WORK TO COMPLETE: Reproduce all of the data word for word.

(Segmentation mask data)
'''

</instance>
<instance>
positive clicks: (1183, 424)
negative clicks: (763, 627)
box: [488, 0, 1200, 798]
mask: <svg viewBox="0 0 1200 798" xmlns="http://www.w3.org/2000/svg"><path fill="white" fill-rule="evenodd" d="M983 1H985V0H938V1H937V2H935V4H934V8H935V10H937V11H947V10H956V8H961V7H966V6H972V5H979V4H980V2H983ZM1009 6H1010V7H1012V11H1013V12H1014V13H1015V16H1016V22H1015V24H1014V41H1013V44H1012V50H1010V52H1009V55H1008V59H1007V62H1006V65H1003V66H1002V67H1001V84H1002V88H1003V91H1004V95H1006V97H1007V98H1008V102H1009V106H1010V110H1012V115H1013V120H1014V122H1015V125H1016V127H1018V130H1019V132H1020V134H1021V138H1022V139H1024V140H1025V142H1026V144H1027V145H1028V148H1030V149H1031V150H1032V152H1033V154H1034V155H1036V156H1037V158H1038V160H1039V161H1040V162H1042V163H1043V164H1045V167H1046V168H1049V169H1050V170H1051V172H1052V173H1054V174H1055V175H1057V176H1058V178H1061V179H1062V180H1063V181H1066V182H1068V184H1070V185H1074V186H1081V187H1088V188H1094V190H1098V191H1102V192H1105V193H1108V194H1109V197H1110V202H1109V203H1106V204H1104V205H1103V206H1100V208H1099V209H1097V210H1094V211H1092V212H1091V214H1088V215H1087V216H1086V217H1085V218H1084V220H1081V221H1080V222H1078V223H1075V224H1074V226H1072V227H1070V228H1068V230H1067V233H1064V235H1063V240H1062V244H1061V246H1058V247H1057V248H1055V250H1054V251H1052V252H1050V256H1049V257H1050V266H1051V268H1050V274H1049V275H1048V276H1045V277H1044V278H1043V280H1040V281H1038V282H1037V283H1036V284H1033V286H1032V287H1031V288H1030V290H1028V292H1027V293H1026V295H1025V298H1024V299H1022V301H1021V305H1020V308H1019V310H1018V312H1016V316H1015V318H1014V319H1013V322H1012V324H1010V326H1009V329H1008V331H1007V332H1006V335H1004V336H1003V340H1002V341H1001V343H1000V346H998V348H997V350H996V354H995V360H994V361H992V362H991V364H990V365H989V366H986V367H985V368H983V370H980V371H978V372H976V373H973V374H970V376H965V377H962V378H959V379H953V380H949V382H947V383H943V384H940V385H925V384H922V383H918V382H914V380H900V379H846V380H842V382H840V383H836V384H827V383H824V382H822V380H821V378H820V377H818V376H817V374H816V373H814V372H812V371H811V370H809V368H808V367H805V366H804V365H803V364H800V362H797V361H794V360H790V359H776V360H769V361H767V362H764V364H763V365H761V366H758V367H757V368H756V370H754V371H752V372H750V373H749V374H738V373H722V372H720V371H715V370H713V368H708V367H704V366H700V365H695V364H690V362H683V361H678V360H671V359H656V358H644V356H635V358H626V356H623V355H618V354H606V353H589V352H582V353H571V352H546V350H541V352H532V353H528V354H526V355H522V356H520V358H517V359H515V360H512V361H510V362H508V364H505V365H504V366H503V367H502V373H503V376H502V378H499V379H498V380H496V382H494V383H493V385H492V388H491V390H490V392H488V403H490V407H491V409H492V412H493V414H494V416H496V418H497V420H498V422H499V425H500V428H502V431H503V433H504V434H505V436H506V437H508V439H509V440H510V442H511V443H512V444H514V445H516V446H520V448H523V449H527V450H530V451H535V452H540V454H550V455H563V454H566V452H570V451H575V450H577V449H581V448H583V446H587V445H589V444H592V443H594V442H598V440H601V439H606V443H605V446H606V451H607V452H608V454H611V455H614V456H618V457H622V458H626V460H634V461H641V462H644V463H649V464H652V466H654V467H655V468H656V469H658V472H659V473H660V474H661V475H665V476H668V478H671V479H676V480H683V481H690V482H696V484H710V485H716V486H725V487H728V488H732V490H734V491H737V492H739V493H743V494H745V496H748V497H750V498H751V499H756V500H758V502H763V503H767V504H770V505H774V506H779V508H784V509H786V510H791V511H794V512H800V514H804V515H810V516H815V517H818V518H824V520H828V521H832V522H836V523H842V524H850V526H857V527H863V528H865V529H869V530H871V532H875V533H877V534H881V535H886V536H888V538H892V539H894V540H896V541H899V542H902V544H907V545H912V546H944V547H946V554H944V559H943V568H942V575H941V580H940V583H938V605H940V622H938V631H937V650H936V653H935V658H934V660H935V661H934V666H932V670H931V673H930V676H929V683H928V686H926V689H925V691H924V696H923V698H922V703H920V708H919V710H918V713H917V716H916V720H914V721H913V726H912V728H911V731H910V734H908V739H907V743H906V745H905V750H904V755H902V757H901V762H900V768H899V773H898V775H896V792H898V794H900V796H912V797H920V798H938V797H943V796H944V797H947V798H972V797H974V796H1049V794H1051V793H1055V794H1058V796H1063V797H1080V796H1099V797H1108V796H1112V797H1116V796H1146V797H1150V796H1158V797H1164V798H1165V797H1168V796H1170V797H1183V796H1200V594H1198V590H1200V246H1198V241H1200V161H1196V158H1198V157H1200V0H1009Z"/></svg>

'''

SOLUTION FOR THIS PROBLEM:
</instance>
<instance>
positive clicks: (1183, 424)
negative clicks: (763, 627)
box: [488, 0, 1200, 798]
mask: <svg viewBox="0 0 1200 798" xmlns="http://www.w3.org/2000/svg"><path fill="white" fill-rule="evenodd" d="M983 1H985V0H938V1H937V2H935V4H934V8H935V10H937V11H947V10H956V8H961V7H966V6H972V5H979V4H980V2H983ZM1009 6H1010V7H1012V11H1013V12H1014V13H1015V16H1016V22H1015V24H1014V41H1013V44H1012V50H1010V52H1009V55H1008V59H1007V62H1006V65H1003V66H1002V67H1001V84H1002V88H1003V91H1004V95H1006V97H1007V98H1008V102H1009V106H1010V110H1012V115H1013V120H1014V122H1015V125H1016V127H1018V130H1019V132H1020V134H1021V138H1022V139H1024V140H1025V142H1026V144H1027V145H1028V148H1030V149H1031V150H1032V152H1033V154H1034V155H1036V156H1037V158H1038V160H1039V161H1040V162H1042V163H1043V164H1045V167H1046V168H1049V169H1050V170H1051V172H1052V173H1054V174H1055V175H1057V176H1058V178H1061V179H1062V180H1063V181H1066V182H1068V184H1070V185H1074V186H1081V187H1088V188H1094V190H1098V191H1102V192H1105V193H1108V194H1109V197H1110V202H1109V203H1106V204H1104V205H1103V206H1100V208H1099V209H1097V210H1094V211H1092V212H1091V214H1088V215H1087V216H1086V217H1085V218H1084V220H1081V221H1080V222H1078V223H1075V224H1074V226H1072V227H1070V228H1068V230H1067V233H1064V235H1063V240H1062V244H1061V246H1058V247H1057V248H1055V250H1054V251H1052V252H1050V256H1049V257H1050V266H1051V268H1050V274H1049V275H1048V276H1045V277H1044V278H1043V280H1040V281H1038V282H1037V283H1036V284H1033V286H1032V287H1031V288H1030V290H1028V292H1027V293H1026V295H1025V298H1024V299H1022V301H1021V305H1020V308H1019V310H1018V312H1016V316H1015V318H1014V319H1013V322H1012V324H1010V326H1009V329H1008V331H1007V332H1006V335H1004V336H1003V340H1002V341H1001V343H1000V346H998V348H997V350H996V354H995V360H994V361H992V362H991V364H990V365H989V366H986V367H985V368H983V370H980V371H978V372H976V373H973V374H970V376H965V377H962V378H959V379H953V380H949V382H947V383H943V384H940V385H925V384H922V383H918V382H914V380H900V379H846V380H842V382H840V383H836V384H827V383H824V382H822V380H821V378H820V377H818V376H817V374H816V373H814V372H812V371H811V370H809V368H808V367H805V366H804V365H803V364H800V362H797V361H794V360H790V359H776V360H769V361H767V362H764V364H763V365H761V366H758V367H757V368H756V370H754V371H752V372H750V373H749V374H738V373H722V372H720V371H715V370H713V368H708V367H704V366H700V365H695V364H690V362H683V361H678V360H671V359H656V358H644V356H635V358H626V356H623V355H618V354H606V353H589V352H582V353H571V352H546V350H541V352H532V353H528V354H526V355H522V356H520V358H517V359H515V360H512V361H510V362H508V364H505V365H504V366H503V367H502V373H503V376H502V378H499V379H498V380H496V382H494V383H493V385H492V388H491V390H490V392H488V403H490V407H491V409H492V412H493V414H494V416H496V418H497V420H498V422H499V425H500V428H502V431H503V433H504V434H505V436H506V437H508V439H509V440H510V442H511V443H512V444H514V445H516V446H520V448H523V449H527V450H530V451H535V452H540V454H550V455H563V454H566V452H570V451H575V450H577V449H581V448H583V446H587V445H589V444H592V443H594V442H598V440H601V439H606V443H605V446H606V451H607V452H608V454H611V455H614V456H618V457H622V458H626V460H634V461H641V462H644V463H649V464H652V466H654V467H655V468H656V469H658V472H659V473H660V474H661V475H665V476H668V478H671V479H676V480H683V481H690V482H696V484H710V485H716V486H725V487H728V488H732V490H734V491H737V492H739V493H743V494H745V496H748V497H750V498H751V499H756V500H758V502H763V503H767V504H770V505H774V506H779V508H784V509H786V510H791V511H794V512H800V514H804V515H810V516H815V517H818V518H824V520H828V521H832V522H836V523H842V524H850V526H857V527H863V528H865V529H869V530H871V532H875V533H877V534H881V535H886V536H888V538H892V539H894V540H896V541H899V542H902V544H907V545H912V546H944V547H946V554H944V559H943V568H942V575H941V580H940V583H938V605H940V622H938V631H937V650H936V653H935V658H934V660H935V661H934V666H932V670H931V673H930V676H929V683H928V686H926V689H925V691H924V696H923V698H922V703H920V708H919V710H918V713H917V716H916V720H914V721H913V726H912V728H911V731H910V734H908V739H907V743H906V745H905V750H904V755H902V757H901V762H900V768H899V773H898V775H896V792H898V794H900V796H912V797H920V798H938V797H943V796H944V797H947V798H972V797H974V796H1049V794H1051V793H1055V794H1058V796H1063V797H1080V796H1099V797H1108V796H1112V797H1116V796H1146V797H1150V796H1158V797H1164V798H1165V797H1168V796H1170V797H1183V796H1200V594H1198V590H1200V246H1198V241H1200V161H1196V158H1198V157H1200V0H1009Z"/></svg>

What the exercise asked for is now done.